YOUR INSTRUCTIONS: Arrange the data from the line containing "of the black-framed" through the end of the data as a Markdown table with the columns Row and Entry. Skip blank lines and leave out the pictures.

Point annotation data:
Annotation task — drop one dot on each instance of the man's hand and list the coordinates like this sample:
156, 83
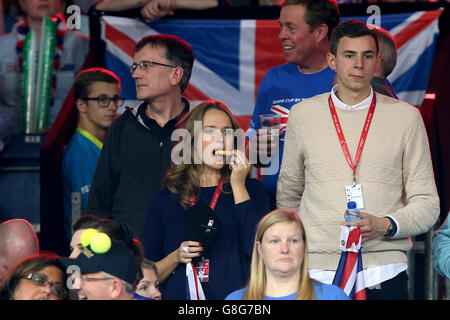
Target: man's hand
371, 226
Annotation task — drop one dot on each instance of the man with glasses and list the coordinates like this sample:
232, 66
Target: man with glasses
98, 275
97, 97
138, 146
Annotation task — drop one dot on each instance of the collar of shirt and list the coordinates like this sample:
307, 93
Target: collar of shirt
359, 106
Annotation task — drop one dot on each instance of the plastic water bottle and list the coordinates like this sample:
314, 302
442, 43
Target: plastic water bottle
352, 213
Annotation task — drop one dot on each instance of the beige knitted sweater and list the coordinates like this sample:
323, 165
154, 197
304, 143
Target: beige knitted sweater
395, 159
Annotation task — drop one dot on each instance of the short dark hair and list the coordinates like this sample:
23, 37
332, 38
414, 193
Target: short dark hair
178, 52
352, 29
318, 12
87, 77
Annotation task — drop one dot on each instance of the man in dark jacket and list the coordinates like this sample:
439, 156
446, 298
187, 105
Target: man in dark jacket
136, 152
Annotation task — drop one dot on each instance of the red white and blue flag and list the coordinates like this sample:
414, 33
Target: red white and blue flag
349, 274
232, 56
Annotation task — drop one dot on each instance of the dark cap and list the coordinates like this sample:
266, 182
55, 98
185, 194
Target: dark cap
117, 261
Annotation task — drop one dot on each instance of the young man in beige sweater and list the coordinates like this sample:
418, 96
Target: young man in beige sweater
354, 139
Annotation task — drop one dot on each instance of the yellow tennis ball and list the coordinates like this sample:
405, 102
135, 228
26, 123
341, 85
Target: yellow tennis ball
100, 243
86, 236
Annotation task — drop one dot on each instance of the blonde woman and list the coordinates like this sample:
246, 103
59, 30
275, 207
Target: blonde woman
220, 185
279, 268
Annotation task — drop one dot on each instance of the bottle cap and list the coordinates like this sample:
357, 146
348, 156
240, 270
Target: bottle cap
351, 205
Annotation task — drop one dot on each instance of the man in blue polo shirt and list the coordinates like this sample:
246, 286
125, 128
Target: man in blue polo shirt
305, 29
97, 97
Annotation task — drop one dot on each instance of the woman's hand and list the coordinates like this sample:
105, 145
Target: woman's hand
239, 166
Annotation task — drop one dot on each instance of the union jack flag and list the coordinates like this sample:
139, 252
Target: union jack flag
349, 274
232, 56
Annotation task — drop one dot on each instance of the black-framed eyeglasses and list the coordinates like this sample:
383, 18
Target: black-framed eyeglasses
56, 287
146, 64
103, 100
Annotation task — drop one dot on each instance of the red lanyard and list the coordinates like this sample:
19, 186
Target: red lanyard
341, 137
215, 196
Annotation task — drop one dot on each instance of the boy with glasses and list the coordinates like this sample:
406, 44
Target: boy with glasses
137, 149
97, 97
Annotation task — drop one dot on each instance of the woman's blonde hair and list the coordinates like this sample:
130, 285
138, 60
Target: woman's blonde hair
183, 179
258, 277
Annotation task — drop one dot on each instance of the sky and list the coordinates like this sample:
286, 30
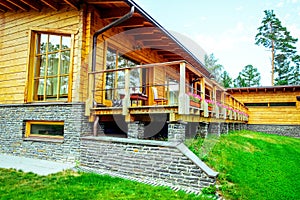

EXERCISE ANSWER:
| Row | Entry |
|---|---|
| 1 | Annotation task — drop one dot on each instance of the black-framed eyeglasses and list the coordinates like this sample: |
| 2 | 383, 18 |
| 3 | Target: black-framed eyeglasses |
| 4 | 56, 287 |
| 5 | 146, 64 |
| 6 | 103, 100 |
| 7 | Annotation task — drop one dot on each instance of the red lanyard and list the coordinates like this sample: |
| 8 | 19, 186 |
| 9 | Target: red lanyard |
| 10 | 341, 137 |
| 11 | 215, 196 |
| 12 | Annotation task — drop one dot on each instance of the boy with glasses and list the coordinates like this sample: |
| 13 | 406, 44 |
| 14 | Target: boy with glasses |
| 15 | 137, 149 |
| 16 | 97, 97 |
| 17 | Annotation task — drop one dot on each instance of the woman's blonde hair and list the coordinates like this sample: |
| 18 | 130, 285 |
| 19 | 138, 60 |
| 20 | Target: woman's blonde hair |
| 21 | 183, 179 |
| 22 | 258, 277 |
| 23 | Annotation task — drop one dot on each instance of the sky and list the coordinates like this sample: |
| 24 | 286, 30 |